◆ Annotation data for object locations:
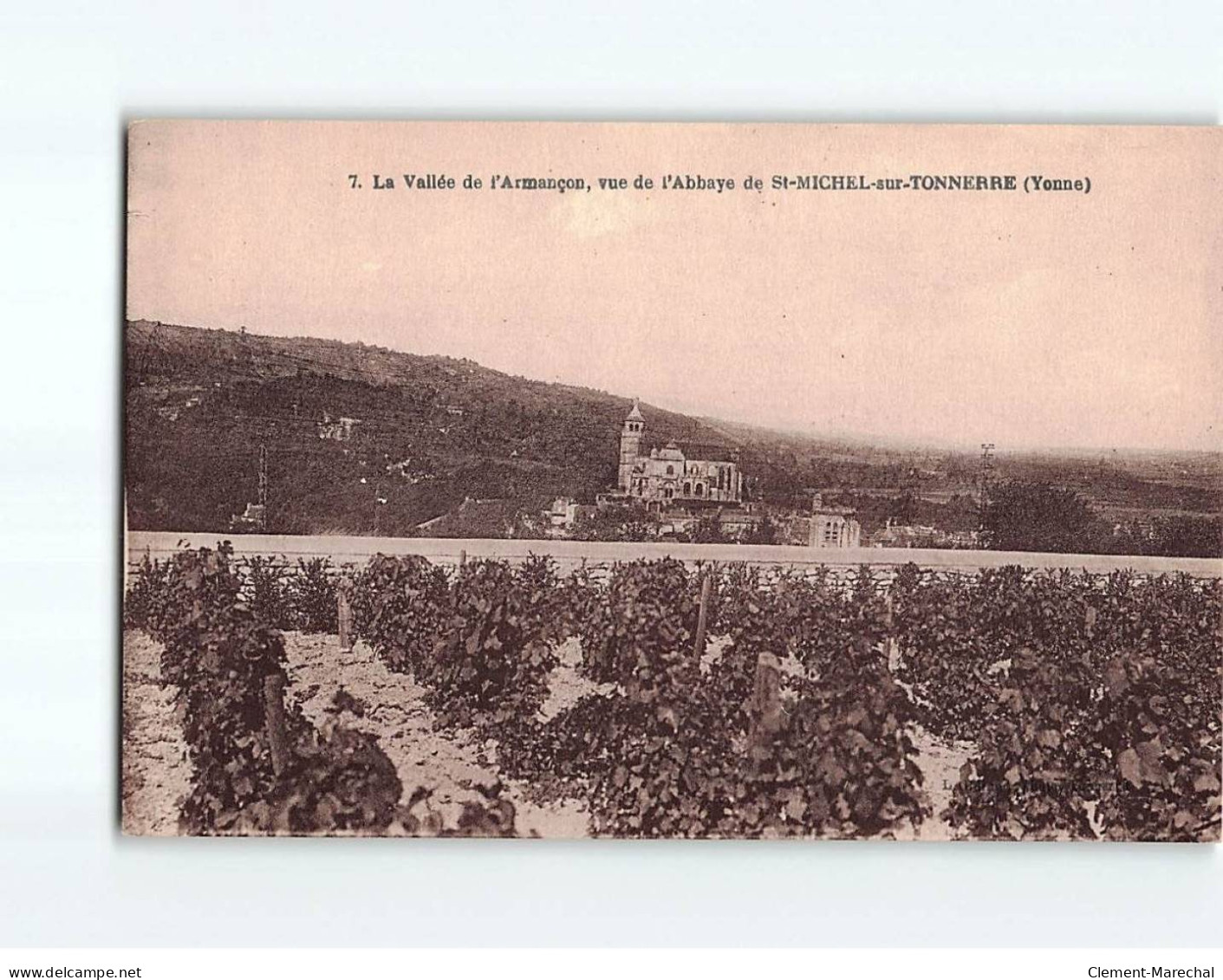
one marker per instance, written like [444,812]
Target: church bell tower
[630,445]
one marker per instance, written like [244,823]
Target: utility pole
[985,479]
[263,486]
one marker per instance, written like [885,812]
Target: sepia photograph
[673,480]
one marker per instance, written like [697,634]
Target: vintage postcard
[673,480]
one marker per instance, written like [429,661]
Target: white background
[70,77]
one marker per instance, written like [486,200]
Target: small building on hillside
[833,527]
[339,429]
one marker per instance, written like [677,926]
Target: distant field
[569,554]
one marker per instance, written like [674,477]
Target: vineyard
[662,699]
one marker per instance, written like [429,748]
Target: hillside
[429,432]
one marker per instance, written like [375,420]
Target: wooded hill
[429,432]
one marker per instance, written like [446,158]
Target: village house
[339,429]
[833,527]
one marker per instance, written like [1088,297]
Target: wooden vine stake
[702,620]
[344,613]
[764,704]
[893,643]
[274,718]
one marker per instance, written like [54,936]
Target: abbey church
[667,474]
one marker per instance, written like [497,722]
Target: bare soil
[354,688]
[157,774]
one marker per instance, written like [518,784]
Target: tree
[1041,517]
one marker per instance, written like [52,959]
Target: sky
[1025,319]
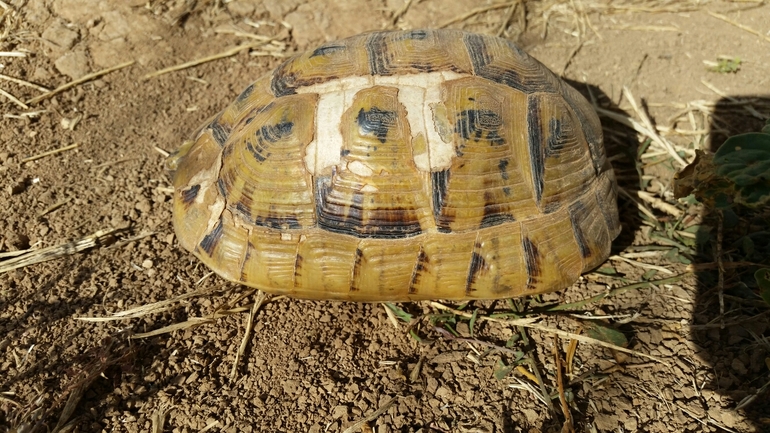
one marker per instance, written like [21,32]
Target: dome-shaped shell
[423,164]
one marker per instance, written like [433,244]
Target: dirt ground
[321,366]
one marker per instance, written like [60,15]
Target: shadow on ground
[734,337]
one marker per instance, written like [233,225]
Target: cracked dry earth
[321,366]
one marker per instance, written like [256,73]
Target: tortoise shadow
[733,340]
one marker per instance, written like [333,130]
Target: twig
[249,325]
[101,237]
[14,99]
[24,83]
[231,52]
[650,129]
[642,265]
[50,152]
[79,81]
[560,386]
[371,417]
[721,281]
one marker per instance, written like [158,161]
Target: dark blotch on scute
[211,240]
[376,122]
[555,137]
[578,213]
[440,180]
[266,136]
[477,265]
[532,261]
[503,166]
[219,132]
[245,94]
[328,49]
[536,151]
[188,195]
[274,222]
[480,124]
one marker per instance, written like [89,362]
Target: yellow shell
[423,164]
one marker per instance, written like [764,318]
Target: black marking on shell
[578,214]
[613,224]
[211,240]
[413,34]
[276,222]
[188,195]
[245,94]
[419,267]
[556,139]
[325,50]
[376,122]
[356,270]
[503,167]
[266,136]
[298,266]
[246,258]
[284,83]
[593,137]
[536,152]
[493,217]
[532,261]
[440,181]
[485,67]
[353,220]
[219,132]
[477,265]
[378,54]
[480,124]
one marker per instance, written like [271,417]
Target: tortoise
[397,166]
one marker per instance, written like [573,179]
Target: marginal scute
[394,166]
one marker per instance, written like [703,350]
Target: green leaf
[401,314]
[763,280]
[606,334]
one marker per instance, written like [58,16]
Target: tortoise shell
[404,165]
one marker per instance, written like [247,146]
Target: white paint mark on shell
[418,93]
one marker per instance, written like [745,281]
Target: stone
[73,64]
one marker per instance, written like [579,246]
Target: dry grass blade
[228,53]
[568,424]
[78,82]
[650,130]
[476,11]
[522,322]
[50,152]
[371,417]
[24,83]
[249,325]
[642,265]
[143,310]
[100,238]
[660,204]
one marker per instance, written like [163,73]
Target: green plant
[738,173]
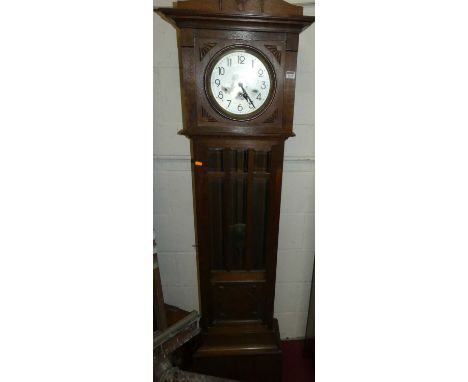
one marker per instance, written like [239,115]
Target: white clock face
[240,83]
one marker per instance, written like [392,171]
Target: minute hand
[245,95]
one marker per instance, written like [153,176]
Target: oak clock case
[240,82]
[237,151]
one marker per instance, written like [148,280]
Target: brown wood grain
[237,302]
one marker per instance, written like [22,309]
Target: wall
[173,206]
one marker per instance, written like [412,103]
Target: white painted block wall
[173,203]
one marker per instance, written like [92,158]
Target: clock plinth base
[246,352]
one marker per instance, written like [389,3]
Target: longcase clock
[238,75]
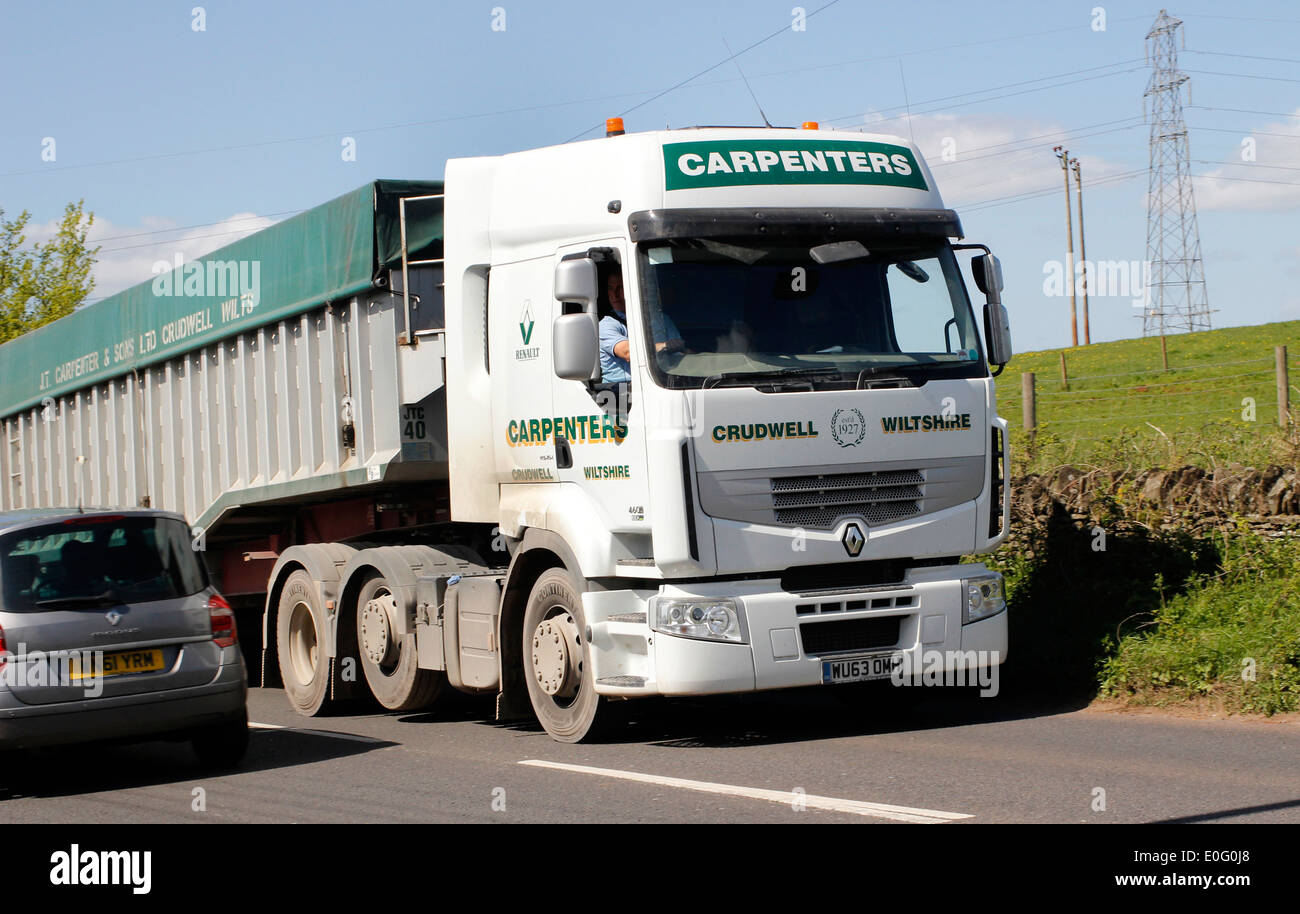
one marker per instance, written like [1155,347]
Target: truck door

◆ What you will do: Please write out again everything from the line containing "one marker per instance, written like [573,179]" down to the end of the records, both ends included, and leave the pictures out of your answer.

◆ Written solution:
one marker per instance, written like [573,179]
Target: marginal scute
[394,166]
one marker per instance, written like [703,350]
Target: green leaf
[401,314]
[763,280]
[606,334]
one marker per instance, written like [58,16]
Target: tortoise shell
[404,165]
one marker per instance, written like [247,146]
Target: white paint mark on shell
[418,93]
one marker per instance, written like [745,281]
Target: stone
[73,64]
one marker per instance, written like [579,246]
Target: dry grass blade
[228,53]
[568,424]
[78,82]
[650,130]
[476,11]
[522,322]
[50,152]
[371,417]
[24,83]
[249,325]
[642,265]
[143,310]
[100,238]
[660,204]
one marker per instance, written like [163,73]
Target: green plant
[738,173]
one marker per instance, written like [239,115]
Target: white clock face
[240,83]
one marker per instance, written like [392,171]
Target: minute hand
[245,95]
one marker per instance, written like [153,176]
Target: oak clock case
[240,82]
[237,151]
one marker per instance, written like [148,280]
Target: brown wood grain
[237,302]
one marker per instance, written like [22,309]
Target: wall
[173,206]
one marker per instance, written like [412,103]
Target: white painted block wall
[173,203]
one marker per instance, written like [92,158]
Target: clock plinth base
[246,352]
one marker per instance, written like [389,3]
Target: longcase clock
[238,75]
one marker per instance, written like [1155,347]
Target: truck door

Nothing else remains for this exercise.